◆ What needs to be done
Using the material that follows, identify and copy each line with the string "wooden".

◆ Given entries
[Start of Attachment]
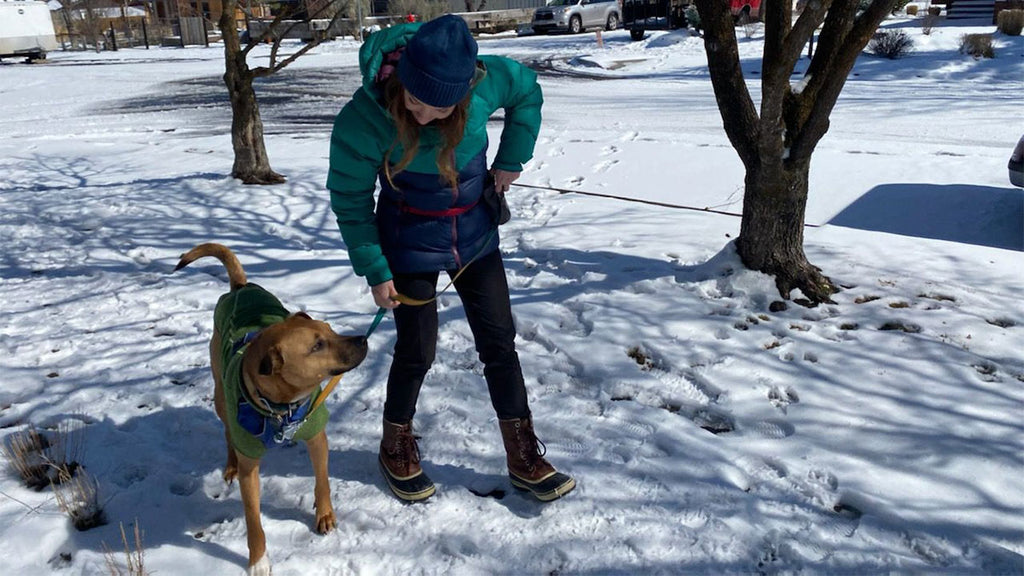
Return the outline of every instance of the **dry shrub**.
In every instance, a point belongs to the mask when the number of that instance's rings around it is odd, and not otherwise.
[[[917,4],[907,6],[907,16],[917,16]]]
[[[53,484],[57,506],[78,530],[88,530],[107,523],[100,506],[99,484],[85,468],[58,471],[59,481]]]
[[[67,420],[57,426],[57,432],[46,450],[50,465],[73,472],[85,453],[85,425],[81,420]]]
[[[1007,36],[1020,36],[1024,31],[1024,10],[1001,10],[996,16],[996,30]]]
[[[932,33],[932,28],[939,23],[939,15],[932,14],[931,10],[928,10],[928,14],[921,21],[921,33],[928,36]]]
[[[914,50],[914,39],[903,30],[884,30],[875,33],[868,49],[878,56],[896,60]]]
[[[939,16],[940,14],[942,14],[942,6],[929,6],[928,7],[928,15],[929,16]]]
[[[139,528],[138,518],[135,519],[134,543],[132,544],[128,543],[128,534],[124,531],[124,524],[119,523],[119,525],[121,526],[121,543],[124,545],[124,569],[114,558],[114,552],[104,542],[103,558],[106,560],[107,571],[110,572],[110,576],[146,576],[147,572],[143,562],[142,530]]]
[[[0,445],[0,452],[26,486],[42,490],[51,483],[50,473],[53,468],[46,456],[49,445],[45,436],[35,427],[29,426],[5,438],[3,445]]]
[[[964,34],[960,37],[960,53],[975,58],[995,58],[991,34]]]

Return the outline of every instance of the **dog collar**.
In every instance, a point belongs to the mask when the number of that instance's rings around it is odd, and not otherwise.
[[[236,340],[231,345],[231,356],[243,353],[249,343],[259,335],[260,331],[256,330]],[[274,402],[259,392],[253,398],[241,372],[238,373],[237,385],[240,392],[238,423],[247,432],[259,438],[264,446],[270,446],[272,441],[278,444],[291,441],[312,412],[310,408],[314,394],[288,403]]]
[[[246,395],[248,396],[248,395]],[[290,442],[312,413],[309,398],[286,414],[266,414],[246,398],[238,400],[238,424],[264,446]]]

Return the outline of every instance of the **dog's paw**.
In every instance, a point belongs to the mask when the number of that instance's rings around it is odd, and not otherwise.
[[[246,576],[270,576],[270,556],[264,554],[255,564],[249,566]]]
[[[225,466],[224,467],[224,481],[231,484],[238,477],[238,466]]]
[[[327,534],[338,527],[338,521],[334,517],[334,510],[328,510],[326,514],[317,514],[316,531],[318,534]]]

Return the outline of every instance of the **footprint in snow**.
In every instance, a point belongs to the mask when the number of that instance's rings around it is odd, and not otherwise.
[[[701,429],[707,430],[716,436],[728,434],[736,430],[736,422],[733,421],[731,416],[721,410],[709,407],[698,408],[690,416],[690,419]]]
[[[755,433],[763,438],[782,439],[792,436],[796,428],[785,420],[762,420],[752,426]]]
[[[794,541],[794,546],[810,560],[825,560],[844,546],[844,540],[857,533],[861,516],[861,511],[852,505],[836,504],[832,510],[821,511],[821,518],[811,523],[809,537]]]
[[[783,414],[786,413],[786,409],[790,404],[796,404],[800,402],[800,397],[797,396],[796,390],[786,386],[772,386],[768,390],[768,401],[771,402],[772,406],[778,408]]]
[[[763,482],[772,482],[789,475],[786,466],[773,458],[741,456],[736,460],[737,468],[725,471],[726,479],[740,490],[750,492]]]
[[[991,362],[978,362],[977,364],[971,364],[971,368],[974,368],[978,373],[978,377],[985,382],[999,382],[998,368]]]
[[[560,442],[551,442],[546,446],[547,451],[553,455],[564,455],[573,459],[586,456],[594,450],[593,446],[585,442],[570,439],[564,439]]]
[[[882,331],[898,330],[900,332],[906,332],[907,334],[918,334],[921,332],[921,327],[918,326],[917,324],[914,324],[912,322],[904,323],[899,320],[890,320],[889,322],[886,322],[885,324],[879,326],[878,329]]]
[[[605,160],[594,165],[594,174],[600,174],[611,170],[612,166],[618,164],[618,160]]]

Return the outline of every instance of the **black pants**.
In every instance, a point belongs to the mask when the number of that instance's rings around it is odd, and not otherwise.
[[[449,277],[455,272],[449,270]],[[437,290],[437,277],[437,272],[396,274],[395,289],[411,298],[426,300]],[[455,281],[455,290],[462,299],[473,331],[476,351],[484,364],[491,405],[498,418],[529,416],[501,252],[495,250],[470,264]],[[384,418],[404,424],[416,413],[420,386],[437,351],[437,302],[423,306],[403,304],[394,309],[394,315],[398,341],[388,374]]]

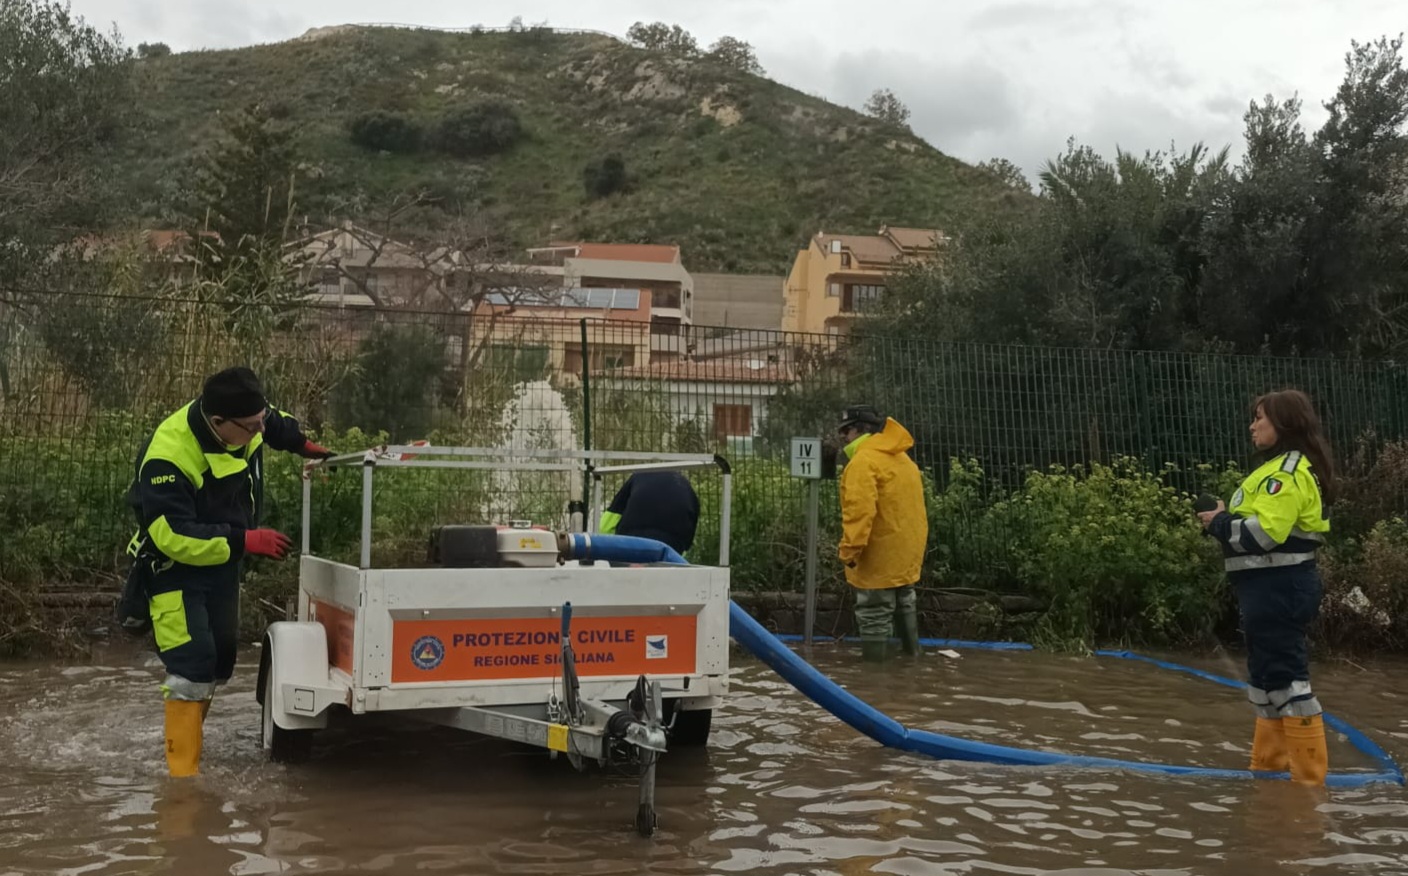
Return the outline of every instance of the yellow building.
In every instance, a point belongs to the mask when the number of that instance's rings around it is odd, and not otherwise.
[[[932,257],[945,240],[936,229],[888,225],[873,235],[817,232],[787,275],[783,330],[847,334],[855,318],[884,296],[892,271]]]

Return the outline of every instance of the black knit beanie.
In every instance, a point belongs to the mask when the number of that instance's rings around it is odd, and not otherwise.
[[[268,407],[259,378],[244,366],[226,368],[206,378],[200,407],[208,417],[252,417]]]

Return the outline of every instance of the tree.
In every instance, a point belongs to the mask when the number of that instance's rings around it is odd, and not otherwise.
[[[1282,356],[1408,354],[1408,68],[1354,43],[1308,134],[1298,99],[1246,115],[1246,154],[1106,160],[1074,142],[1033,209],[980,222],[889,284],[904,336]],[[989,169],[1000,171],[996,165]]]
[[[333,391],[333,416],[392,441],[425,438],[444,372],[443,341],[428,326],[378,323],[357,345],[353,374]]]
[[[166,43],[138,43],[137,57],[139,58],[165,58],[171,54],[171,47]]]
[[[877,88],[865,102],[865,114],[886,125],[904,127],[909,122],[909,108],[888,88]]]
[[[719,37],[709,47],[709,52],[705,57],[741,73],[751,73],[754,76],[763,75],[763,65],[758,63],[758,55],[753,51],[753,47],[735,37]]]
[[[1204,227],[1199,333],[1232,349],[1312,352],[1297,323],[1311,295],[1306,248],[1321,209],[1320,168],[1300,113],[1294,98],[1278,103],[1268,95],[1251,104],[1243,116],[1246,155]]]
[[[1006,158],[993,158],[988,161],[980,161],[978,162],[978,169],[986,170],[988,173],[997,177],[999,181],[1014,189],[1021,189],[1024,192],[1030,192],[1032,190],[1032,184],[1027,181],[1027,176],[1022,173],[1022,169]]]
[[[1308,282],[1336,319],[1307,340],[1377,355],[1408,348],[1408,69],[1403,38],[1351,43],[1314,138],[1321,210]],[[1330,311],[1333,308],[1333,311]],[[1318,329],[1318,331],[1316,331]]]
[[[428,237],[404,235],[416,211],[431,201],[424,191],[394,198],[366,223],[370,228],[344,223],[336,233],[308,237],[300,252],[306,274],[331,275],[378,310],[452,317],[435,349],[441,362],[447,346],[458,351],[453,371],[458,380],[448,395],[465,413],[474,402],[465,388],[496,337],[495,325],[519,307],[553,302],[562,293],[561,278],[520,264],[501,223],[487,215],[458,213]],[[390,266],[397,268],[397,284],[383,288],[374,278]]]
[[[523,123],[513,105],[486,100],[453,110],[440,120],[436,145],[459,158],[507,152],[523,139]]]
[[[100,227],[104,153],[132,106],[130,54],[42,0],[0,0],[0,296]]]
[[[193,289],[220,303],[226,330],[257,359],[308,292],[298,260],[284,252],[297,211],[297,156],[291,130],[261,104],[224,117],[221,129],[187,174]]]
[[[637,21],[626,31],[626,40],[650,52],[663,52],[680,58],[699,56],[698,41],[678,24],[671,25],[663,21],[646,24]]]
[[[1247,352],[1408,350],[1408,70],[1402,41],[1352,44],[1313,136],[1300,101],[1245,116],[1247,154],[1209,222],[1205,330]]]
[[[1070,143],[1040,200],[993,217],[943,259],[890,284],[885,330],[907,337],[1176,349],[1199,323],[1200,229],[1225,186],[1226,151],[1119,152]]]
[[[215,145],[188,173],[187,223],[197,238],[218,237],[224,252],[281,244],[294,215],[292,131],[252,104],[221,119]]]

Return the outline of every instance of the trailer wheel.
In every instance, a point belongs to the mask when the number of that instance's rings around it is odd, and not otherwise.
[[[700,748],[709,744],[709,727],[714,721],[713,709],[677,712],[672,705],[670,711],[674,716],[674,723],[670,726],[671,745]]]
[[[269,650],[266,642],[262,660],[269,660]],[[260,673],[264,687],[259,698],[264,750],[274,763],[303,763],[313,753],[313,731],[285,730],[274,723],[274,672],[272,667],[262,668],[266,670]]]

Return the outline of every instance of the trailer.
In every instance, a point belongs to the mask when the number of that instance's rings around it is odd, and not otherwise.
[[[360,560],[315,556],[314,475],[357,468]],[[407,468],[560,472],[570,517],[556,530],[440,526],[423,565],[378,566],[373,483]],[[684,564],[658,542],[645,545],[663,549],[650,561],[616,561],[621,539],[590,531],[602,478],[689,469],[722,478],[719,565]],[[636,829],[651,835],[657,761],[669,747],[703,745],[728,693],[730,501],[727,462],[705,454],[390,445],[310,463],[296,608],[269,625],[260,655],[264,749],[298,762],[334,710],[404,713],[544,748],[579,770],[636,770]]]

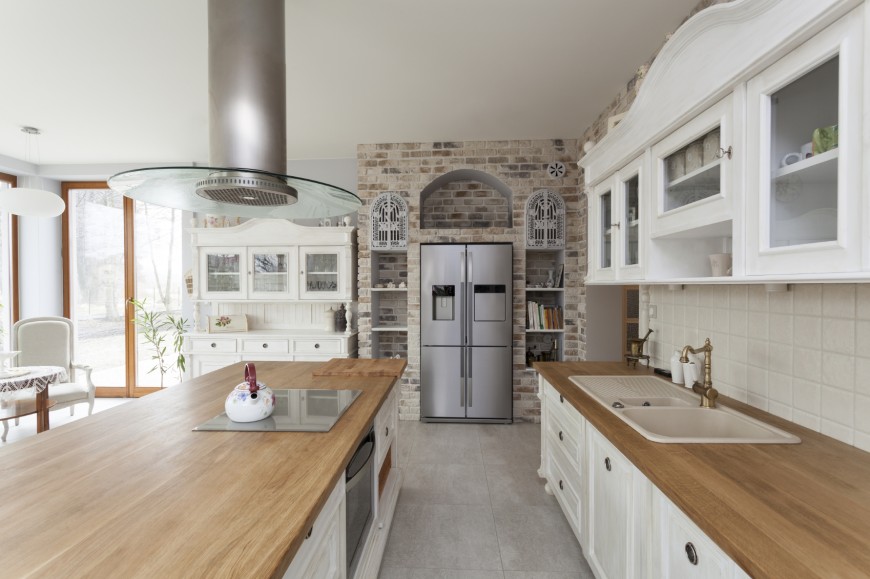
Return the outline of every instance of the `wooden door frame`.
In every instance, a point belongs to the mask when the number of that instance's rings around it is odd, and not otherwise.
[[[18,177],[8,173],[0,173],[0,181],[9,183],[12,187],[18,187]],[[12,215],[9,226],[9,253],[11,255],[9,269],[9,308],[12,312],[12,323],[21,319],[21,308],[18,301],[18,216]],[[11,330],[11,328],[10,328]]]
[[[61,197],[63,198],[66,208],[64,209],[61,228],[62,228],[62,247],[63,247],[63,315],[70,318],[72,313],[71,304],[71,285],[70,282],[70,223],[69,223],[69,193],[73,189],[109,189],[109,185],[105,181],[64,181],[61,183]],[[129,197],[123,199],[124,212],[124,295],[127,299],[124,300],[124,378],[125,384],[120,388],[117,386],[98,386],[96,395],[105,398],[118,397],[140,397],[152,392],[160,390],[158,387],[143,387],[136,385],[136,332],[131,330],[132,320],[135,312],[133,305],[130,303],[130,297],[136,291],[136,255],[134,243],[134,205],[133,200]],[[129,325],[127,325],[129,324]],[[123,392],[119,396],[119,390]]]

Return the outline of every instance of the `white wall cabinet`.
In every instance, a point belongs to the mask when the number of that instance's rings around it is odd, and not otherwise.
[[[541,468],[598,579],[748,576],[539,378]]]
[[[642,155],[592,190],[588,225],[589,237],[598,241],[595,255],[590,254],[595,279],[643,277],[646,244],[642,240],[648,233],[641,190],[646,186],[647,167],[647,155]]]
[[[750,275],[867,269],[863,27],[856,10],[747,84]]]
[[[867,0],[732,2],[687,21],[626,117],[579,162],[587,283],[870,279],[867,10]],[[620,172],[639,155],[650,168],[632,278],[620,275],[624,240],[612,229],[624,223]],[[713,277],[718,253],[732,268]]]

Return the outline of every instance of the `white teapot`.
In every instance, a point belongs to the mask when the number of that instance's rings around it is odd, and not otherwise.
[[[257,382],[257,370],[253,364],[245,364],[245,381],[233,388],[224,409],[233,422],[254,422],[272,415],[275,394],[271,388]]]

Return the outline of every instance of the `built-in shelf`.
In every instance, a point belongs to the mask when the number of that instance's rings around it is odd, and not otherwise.
[[[807,177],[809,181],[821,180],[835,182],[830,178],[830,175],[833,175],[834,179],[836,178],[837,164],[831,163],[831,161],[836,161],[839,157],[840,149],[831,149],[830,151],[813,155],[809,159],[804,159],[792,165],[786,165],[785,167],[777,169],[773,176],[775,179],[779,179],[786,175],[800,173],[801,177]],[[817,173],[818,175],[816,175]],[[826,178],[826,176],[828,177]],[[816,177],[818,177],[818,179],[816,179]]]
[[[408,326],[373,326],[373,332],[407,332]]]
[[[673,181],[668,183],[668,190],[679,191],[682,189],[680,187],[680,185],[682,183],[689,183],[689,182],[691,182],[691,186],[693,188],[697,187],[699,185],[705,185],[705,184],[711,184],[711,185],[718,186],[719,185],[719,175],[718,174],[716,174],[715,177],[714,177],[714,175],[708,176],[708,175],[704,175],[704,174],[707,171],[711,171],[711,170],[715,169],[716,167],[718,167],[721,164],[722,164],[722,159],[716,159],[712,163],[707,163],[703,167],[699,167],[699,168],[695,169],[694,171],[686,173],[682,177],[677,177],[676,179],[674,179]],[[700,179],[698,179],[698,177],[700,177]]]
[[[563,287],[527,287],[526,292],[563,292]]]
[[[564,334],[565,330],[533,330],[532,328],[526,328],[527,334]]]
[[[373,287],[371,288],[373,292],[406,292],[408,288],[406,287]]]

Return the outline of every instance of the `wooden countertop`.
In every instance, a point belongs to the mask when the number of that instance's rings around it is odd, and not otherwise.
[[[359,389],[329,432],[192,432],[243,364],[0,449],[4,577],[280,577],[395,377],[257,362],[273,389]]]
[[[870,576],[870,454],[726,397],[724,406],[801,443],[650,442],[569,379],[650,370],[621,362],[535,367],[752,577]]]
[End of Attachment]
◆ Task solution
Return the outline of every instance of the `wooden door frame`.
Return the outline of every instance of the `wooden countertop`.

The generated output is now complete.